TEKST ŹRÓDŁOWY |

Strona 3 z 4

Re: Przedstawiam moje stado ;)

: ndz lis 20, 2011 4:43 pm
autor: Sonia
No i najlepiej jak są razem od malucha :)
Ale wiesz, co do kanapowych psów... Czytałam "zapomniany język psów" gdzie piszą, żeby absolutnie pies nie wchodził na miejsce wypoczynku człowieka. Z resztą powiem Ci, ze moje maluchy mają taką dużą klatkę w której z tego co widzę czują się najlepiej. Co prawda czasem najdzie je chęć wejścia na kanapę czy łóżko (głównie mała Heidi) a ja czasem ulegam tym słodkim oczkom, ale staramy się żeby jednak wolały swoje posłanie niż kanapę :) Jeszcze jedno zaobserwowałam-Tośka jest typowym opiekunem stada (czyli całej rodziny), rano przychodzi na górę, tylko zobaczy czy wszyscy są i kładzie się na dywaniku. W ogóle nie ma ochoty wchodzić na łóżko :D

Re: Przedstawiam moje stado ;)

SZCZEGÓŁY ZADANIA |
Wymień wszystkie miejsca w domu, które według wpisu z forum zajmują psy albo na które chcą wejść.

Fragmenty zbioru danych z adnotacjami lokalizacji
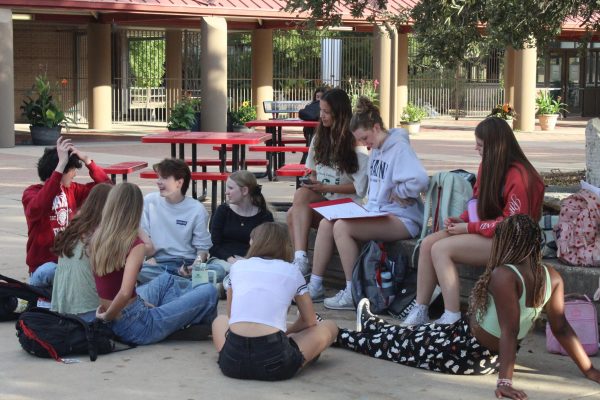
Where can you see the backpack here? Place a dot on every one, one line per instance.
(48, 334)
(576, 232)
(17, 296)
(447, 196)
(377, 277)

PEŁNA ODPOWIEDŹ |
- klatka
- kanapa
- łóżko
- posłanie
- dywanik